Quoted passage =>
Starbucks core retail business is the engine that drives our results. During Q4, we continued to generate customer and partner enthusiasm which is reflected in our strong comparable store sales growth and earnings performance. Through our new beverage and food offerings as well as a returning seasonal favorites and complimentary products such as music, we strive to provide the ultimate Starbucks store experience. In July we launched our Green Tea Frappuccino blended beverage made with Tazo Green Tea and our Tazo Green Tea Shaken beverages. It surpassed our expectations and was a great example of cross-market collaboration. We sourced the finest green tea available to bring this high quality beverage to our customers, which is an excellent option for those seeking a coffee alternative. As we approach fall, we reintroduced our highly anticipated Pumpkin Spice Latte, complimented this year by our pumpkin cream cheese muffin. Both our customers and partners eagerly await the changing seasonal offerings at Starbucks, whether they are revisiting past favorites or discovering something new.
The arrival of Ethos Water during August brought our newly acquired brand of water to Starbucks US company-operated stores. As we mentioned last quarter, Ethos Water is a premium-bottled water with a corporate social responsibility commitment to help bring clean water to global communities in need. This summer we told the Ethos story through a cross-country RV tour that resulted in visits to 33 states generating great enthusiasm about this brand. Through the fiscal yearend, Ethos Water has surpassed our previous bottled water sales by more than 30%. In fiscal 2005, we contributed 250,000 to water projects, and in 2006 we are estimating at least a million dollars from the donation of $0.05 for every bottle of Ethos Water sold.
Music continues to enhance the coffeehouse experience at Starbucks and music enthusiasts welcome our new CD offerings during the quarter, including our first ever global CD launch, Herbie Hancock's highly acclaimed new album, Possibilities. This collaboration with some of his favorite artists such as Sting, John Maher, Annie Lenox, Christina Aguilera, debuted at number 22 on the Billboard 200 albums chart. Demonstrating the strength and the draw of the Starbucks brand, more than 60% of the Possibilities CD sold in the United States were purchased in our stores. Through these highly popular beverage food and music offerings, we ended the quarter with strong momentum.
As we enter the new fiscal year, we continue to surprise and delight our customers through the return of holiday favorites and the introduction of new beverages, food, and gift ideas to strengthen customer loyalty and expand our customer base. A long-standing tradition among our customers is the eagerly awaited return of our trio of Starbucks holiday favorites: Eggnog Latte, Gingerbread Latte, and Peppermint Mocha. In addition, we have introduced two new holiday beverages, Chai Eggnog Latte, which is the blend of full flavored black teas and exotic spices steamed with rich eggnog for an innovative twist on a nostalgic holiday tradition, and Eggnog Frappuccino, an indulgent blend of Starbucks coffee, eggnog and ice.

What to do => Resume the remarks on Starbucks's quarterly results, picking up right after their final sentence about the new holiday beverages.

Material =>
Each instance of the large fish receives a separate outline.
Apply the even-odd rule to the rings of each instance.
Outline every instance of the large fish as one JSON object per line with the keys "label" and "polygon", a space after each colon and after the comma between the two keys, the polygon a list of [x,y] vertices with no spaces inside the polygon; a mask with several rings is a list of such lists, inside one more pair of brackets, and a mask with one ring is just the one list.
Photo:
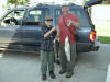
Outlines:
{"label": "large fish", "polygon": [[69,43],[68,36],[66,36],[65,38],[65,54],[66,54],[67,60],[70,61],[70,43]]}

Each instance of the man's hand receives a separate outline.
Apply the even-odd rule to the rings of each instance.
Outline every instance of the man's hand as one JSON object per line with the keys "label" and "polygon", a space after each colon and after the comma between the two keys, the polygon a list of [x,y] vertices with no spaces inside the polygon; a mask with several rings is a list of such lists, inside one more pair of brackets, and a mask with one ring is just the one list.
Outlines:
{"label": "man's hand", "polygon": [[80,27],[80,24],[79,24],[79,23],[69,20],[67,26],[70,26],[72,24],[73,24],[75,27]]}

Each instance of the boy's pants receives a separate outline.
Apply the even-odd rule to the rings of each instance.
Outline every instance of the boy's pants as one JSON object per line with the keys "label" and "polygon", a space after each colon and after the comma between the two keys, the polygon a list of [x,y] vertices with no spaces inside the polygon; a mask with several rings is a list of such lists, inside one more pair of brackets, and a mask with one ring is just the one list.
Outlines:
{"label": "boy's pants", "polygon": [[50,71],[54,71],[54,55],[53,51],[41,50],[41,71],[46,74],[47,67]]}
{"label": "boy's pants", "polygon": [[59,56],[61,56],[61,66],[62,70],[67,71],[68,73],[73,73],[75,67],[76,59],[76,44],[70,44],[70,61],[67,60],[65,55],[65,44],[59,44]]}

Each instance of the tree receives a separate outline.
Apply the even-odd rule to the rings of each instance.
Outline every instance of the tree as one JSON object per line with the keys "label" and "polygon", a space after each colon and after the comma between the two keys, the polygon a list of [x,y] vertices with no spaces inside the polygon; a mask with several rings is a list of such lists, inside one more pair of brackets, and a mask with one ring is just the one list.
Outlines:
{"label": "tree", "polygon": [[28,2],[29,2],[29,0],[8,0],[8,3],[15,4],[15,5],[24,4]]}

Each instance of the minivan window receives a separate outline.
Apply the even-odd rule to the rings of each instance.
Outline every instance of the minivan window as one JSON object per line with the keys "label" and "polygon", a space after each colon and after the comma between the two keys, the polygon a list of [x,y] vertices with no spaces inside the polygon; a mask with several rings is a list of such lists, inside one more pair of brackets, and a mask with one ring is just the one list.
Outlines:
{"label": "minivan window", "polygon": [[[78,19],[82,27],[90,26],[89,20],[86,16],[86,13],[82,9],[70,9],[70,12],[74,13]],[[55,24],[58,25],[58,19],[62,15],[62,11],[57,9],[55,11]]]}
{"label": "minivan window", "polygon": [[48,9],[30,10],[26,16],[26,25],[40,25],[44,23],[45,15],[50,14]]}
{"label": "minivan window", "polygon": [[24,10],[14,10],[8,13],[3,19],[1,25],[21,25],[24,16]]}

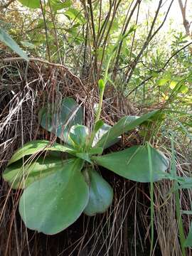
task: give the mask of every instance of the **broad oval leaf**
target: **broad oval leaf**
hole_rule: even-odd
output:
[[[82,124],[82,109],[75,100],[68,97],[58,106],[53,105],[50,108],[41,109],[39,118],[43,128],[70,144],[70,129],[73,125]]]
[[[23,6],[31,9],[40,8],[40,0],[18,0]]]
[[[84,125],[73,125],[69,132],[73,146],[80,149],[85,146],[88,135],[88,128]]]
[[[152,181],[161,180],[169,167],[163,153],[151,147]],[[150,182],[149,155],[146,146],[134,146],[119,152],[92,156],[95,162],[124,178],[139,182]]]
[[[100,120],[99,120],[99,121],[100,121]],[[102,138],[103,135],[107,134],[107,132],[109,132],[110,129],[112,129],[112,127],[105,123],[103,123],[100,127],[98,127],[97,130],[95,131],[96,132],[95,132],[95,135],[94,137],[94,139],[93,139],[92,146],[95,146],[97,144],[97,142],[100,142],[101,138]],[[114,139],[109,142],[108,143],[105,144],[104,149],[106,149],[110,146],[114,145],[119,140],[119,139],[120,139],[119,137],[116,137]],[[100,144],[100,146],[102,146],[101,144]]]
[[[110,206],[113,191],[111,186],[97,171],[92,169],[85,171],[88,172],[90,179],[90,196],[84,213],[93,216],[105,212]]]
[[[89,188],[80,171],[82,161],[27,187],[19,201],[26,225],[47,235],[56,234],[73,223],[87,204]]]
[[[26,60],[28,60],[28,56],[26,53],[18,46],[16,42],[11,38],[11,37],[0,28],[0,41],[5,43],[7,46],[10,47],[14,51],[15,51],[21,58],[23,58]]]
[[[36,140],[26,143],[23,146],[18,149],[8,163],[8,166],[22,159],[26,156],[36,154],[44,151],[59,151],[75,154],[75,151],[69,146],[63,146],[58,143],[51,144],[49,141]]]
[[[122,135],[124,132],[128,132],[140,125],[144,121],[154,116],[159,110],[154,110],[139,117],[136,116],[124,117],[117,122],[109,131],[104,134],[95,146],[108,147],[109,144],[114,139]]]
[[[6,168],[3,178],[9,182],[11,188],[23,188],[37,180],[63,169],[65,166],[73,161],[73,159],[62,160],[49,156],[45,159],[38,157],[32,163],[30,162],[30,159],[28,159],[23,164],[21,159]]]

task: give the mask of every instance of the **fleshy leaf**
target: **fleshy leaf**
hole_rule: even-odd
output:
[[[99,120],[100,121],[100,120]],[[110,129],[112,128],[112,127],[110,125],[108,125],[107,124],[103,124],[97,131],[97,132],[95,133],[94,139],[93,139],[93,142],[92,142],[92,146],[95,146],[97,144],[97,142],[101,139],[101,138],[102,137],[102,136],[105,134],[107,134],[107,132],[108,132],[110,131]],[[105,144],[104,148],[106,149],[110,146],[114,145],[114,144],[116,144],[118,141],[119,140],[119,137],[116,137],[114,138],[113,140],[110,141],[109,143]],[[102,145],[100,145],[98,146],[102,146]]]
[[[28,60],[26,53],[18,46],[16,42],[6,32],[0,28],[0,41],[10,47],[14,52],[18,54],[26,60]]]
[[[114,139],[122,135],[124,132],[132,130],[149,119],[150,117],[157,113],[159,110],[154,110],[144,114],[139,117],[137,116],[124,117],[116,124],[114,124],[109,131],[104,134],[99,142],[95,144],[96,146],[107,148]]]
[[[63,146],[58,143],[51,144],[49,141],[36,140],[26,143],[22,148],[18,149],[9,160],[8,166],[26,156],[36,154],[44,151],[60,151],[72,154],[75,152],[73,149]]]
[[[97,171],[92,169],[85,170],[85,171],[88,172],[90,179],[90,197],[84,213],[89,216],[102,213],[112,203],[112,188]]]
[[[28,8],[40,8],[40,0],[18,0],[18,1]]]
[[[24,190],[19,213],[28,228],[53,235],[79,218],[89,198],[81,168],[82,161],[76,159]]]
[[[163,153],[151,148],[153,181],[164,178],[169,161]],[[92,156],[95,162],[128,179],[150,182],[149,156],[146,146],[134,146],[119,152],[102,156]]]
[[[3,178],[9,182],[11,188],[23,188],[37,180],[63,169],[65,166],[73,161],[73,159],[62,160],[46,156],[45,159],[38,157],[32,163],[27,161],[26,164],[23,164],[23,160],[21,159],[6,167]]]
[[[68,134],[70,128],[82,124],[82,109],[72,97],[65,97],[58,106],[55,105],[50,109],[41,109],[39,118],[43,128],[70,144]]]
[[[75,148],[83,149],[86,145],[89,134],[88,128],[84,125],[73,125],[69,133],[69,137]]]

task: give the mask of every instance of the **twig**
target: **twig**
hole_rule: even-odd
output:
[[[161,72],[164,71],[166,67],[167,66],[167,65],[169,64],[169,63],[170,62],[170,60],[175,56],[179,52],[181,52],[181,50],[183,50],[183,49],[185,49],[186,48],[187,48],[188,46],[189,46],[190,45],[192,44],[192,42],[190,42],[188,43],[187,43],[186,46],[183,46],[181,49],[176,50],[169,59],[165,63],[164,65],[163,68],[160,68],[159,70],[155,71],[157,73],[159,73]],[[127,95],[127,96],[130,95],[131,94],[132,94],[136,90],[137,90],[138,88],[139,88],[141,86],[142,86],[143,85],[144,85],[146,83],[146,82],[149,81],[149,80],[151,80],[153,78],[152,75],[149,76],[147,78],[146,78],[144,80],[143,80],[139,85],[138,85],[137,86],[136,86],[133,90],[131,90],[130,92],[129,92],[129,94]]]
[[[50,49],[49,49],[49,44],[48,44],[48,26],[47,26],[47,22],[46,22],[46,16],[45,16],[45,14],[44,14],[43,7],[41,0],[40,0],[40,5],[41,5],[41,11],[42,11],[43,18],[43,22],[44,22],[44,25],[45,25],[48,57],[48,60],[50,61]]]
[[[126,75],[128,75],[128,78],[127,78],[127,82],[129,82],[129,81],[130,80],[130,79],[131,79],[131,78],[132,76],[134,70],[136,68],[136,66],[137,66],[137,65],[138,63],[138,61],[139,60],[141,56],[142,55],[144,51],[145,50],[146,48],[149,45],[149,42],[153,39],[153,38],[155,36],[155,35],[159,31],[159,30],[164,26],[174,1],[174,0],[172,0],[171,4],[169,4],[169,6],[168,8],[168,10],[166,11],[166,15],[164,16],[164,18],[161,24],[159,26],[159,28],[152,34],[152,31],[153,31],[153,29],[154,29],[154,25],[155,25],[155,22],[156,21],[156,18],[157,18],[157,16],[158,16],[158,14],[159,13],[159,10],[161,9],[161,4],[162,4],[162,0],[159,1],[158,7],[157,7],[157,9],[156,9],[156,14],[155,14],[154,20],[152,21],[152,24],[151,24],[150,31],[149,31],[149,34],[147,36],[147,38],[146,38],[146,41],[145,41],[145,42],[144,42],[144,43],[143,45],[143,47],[142,48],[142,50],[140,50],[140,52],[139,53],[137,56],[134,58],[133,62],[130,64],[129,68],[127,70],[127,71],[126,73]]]

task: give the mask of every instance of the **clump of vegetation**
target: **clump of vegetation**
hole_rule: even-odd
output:
[[[190,255],[191,17],[178,4],[183,29],[168,28],[172,0],[2,0],[0,254]],[[37,234],[17,209],[29,229],[65,230]]]

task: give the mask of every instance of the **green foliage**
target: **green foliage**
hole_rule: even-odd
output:
[[[81,124],[82,108],[73,99],[62,100],[60,111],[57,105],[51,107],[50,112],[46,108],[40,111],[41,126],[65,144],[45,140],[26,143],[14,154],[3,174],[11,187],[24,188],[19,212],[28,228],[55,234],[67,228],[83,211],[88,215],[105,212],[112,203],[112,188],[93,164],[139,182],[164,177],[169,163],[163,153],[152,147],[152,174],[145,146],[98,156],[123,132],[137,127],[157,111],[141,117],[124,117],[113,127],[98,120],[90,134]],[[50,154],[54,151],[65,154],[65,159]]]
[[[89,198],[89,188],[80,171],[82,164],[75,159],[24,190],[19,213],[27,227],[53,235],[78,218]]]
[[[28,56],[26,53],[21,49],[16,41],[1,28],[0,28],[0,41],[10,47],[14,51],[18,54],[21,57],[28,60]]]
[[[40,7],[40,0],[18,0],[23,6],[31,9]]]
[[[157,181],[164,178],[164,171],[168,169],[169,162],[156,149],[151,147],[151,152],[153,166],[152,180]],[[133,146],[119,152],[102,156],[93,156],[92,159],[98,165],[126,178],[139,182],[150,182],[146,146]]]
[[[90,182],[89,201],[84,213],[89,216],[102,213],[110,207],[112,201],[113,191],[110,185],[92,168],[85,169],[84,174],[88,176]]]

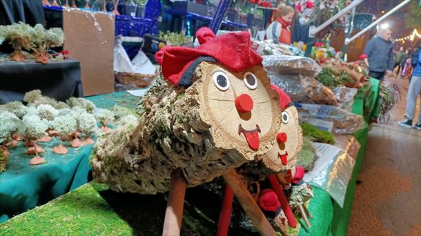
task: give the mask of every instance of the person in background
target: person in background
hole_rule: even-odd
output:
[[[392,32],[388,27],[380,27],[376,36],[370,39],[364,53],[369,66],[369,75],[382,80],[384,75],[391,75],[393,70],[393,43],[390,41]]]
[[[400,62],[404,59],[404,56],[405,56],[405,50],[404,50],[404,47],[400,47],[400,48],[399,49],[399,52],[398,52],[396,53],[396,55],[395,56],[395,65],[393,65],[393,69],[395,69],[396,67],[398,67],[398,70],[396,72],[396,75],[399,75],[399,73],[400,72],[400,68],[401,68]]]
[[[272,22],[266,30],[266,39],[275,43],[291,44],[290,26],[295,11],[291,6],[281,3],[277,6],[276,21]]]
[[[406,116],[407,119],[404,121],[398,121],[398,124],[405,127],[411,128],[413,117],[415,113],[415,106],[418,97],[421,97],[421,45],[415,52],[411,56],[411,61],[413,66],[413,72],[409,82],[409,88],[408,88],[408,94],[407,95],[407,109]],[[421,130],[421,112],[418,115],[418,123],[413,126],[415,129]]]
[[[411,70],[412,70],[412,64],[411,62],[412,60],[411,58],[411,54],[412,50],[411,50],[411,48],[407,49],[405,56],[400,62],[400,66],[402,67],[402,74],[400,74],[401,77],[409,77],[411,75]]]

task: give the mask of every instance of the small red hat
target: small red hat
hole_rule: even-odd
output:
[[[188,66],[200,57],[210,57],[234,72],[245,70],[262,63],[263,59],[250,46],[248,32],[231,32],[215,37],[208,28],[196,33],[201,44],[195,48],[165,46],[155,54],[164,77],[178,83]]]
[[[266,188],[260,193],[259,205],[267,211],[276,211],[281,206],[276,193],[271,188]]]
[[[280,96],[280,106],[281,110],[285,110],[291,104],[291,98],[284,90],[273,83],[271,83],[271,88],[275,90]]]

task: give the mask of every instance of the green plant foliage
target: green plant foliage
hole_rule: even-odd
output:
[[[333,75],[333,72],[329,68],[323,68],[322,72],[315,77],[315,79],[327,87],[338,87],[342,86],[341,80]]]
[[[400,99],[399,88],[394,83],[380,84],[379,90],[379,102],[380,110],[379,120],[387,122],[390,119],[390,112],[396,103]]]
[[[188,37],[182,33],[175,33],[169,31],[166,32],[159,32],[159,38],[166,41],[168,45],[181,45],[190,40]]]
[[[333,144],[335,144],[335,137],[331,133],[319,130],[315,126],[309,123],[302,123],[300,125],[302,130],[304,136],[311,137],[315,141]]]
[[[313,142],[310,138],[304,137],[302,149],[298,153],[297,157],[296,165],[302,166],[306,170],[310,170],[313,168],[315,157],[315,150],[313,147]]]

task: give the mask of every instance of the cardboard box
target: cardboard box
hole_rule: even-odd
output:
[[[63,10],[63,48],[80,61],[84,96],[114,92],[114,27],[106,12]]]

Reply =>
To compliment our holiday beverages our popular Cranberry Bliss bar and Gingerbread loaf are also returning, offering a tasty indulgence and a great gifting option. Starbucks new Petite Cookies, in four different flavors, join our seasonal pastries and are a perfect treat on a cold day alongside a favorite warm Starbucks beverage. This year marks the 21st anniversary of Starbucks Christmas Blend, our traditional coffee of the season, and it’s one of our most popular coffees of the year. Starbucks coffee experts have created an extraordinary blend of Latin America and Asia Pacific coffees, punctuated by aged Indonesia coffee sourced specifically for this once a year offering. This coffee’s concentrated spice, its richness and full body pair well with traditional holiday flavors such as pumpkin, ginger, and cinnamon and is sure to make a hit with our customers again this year.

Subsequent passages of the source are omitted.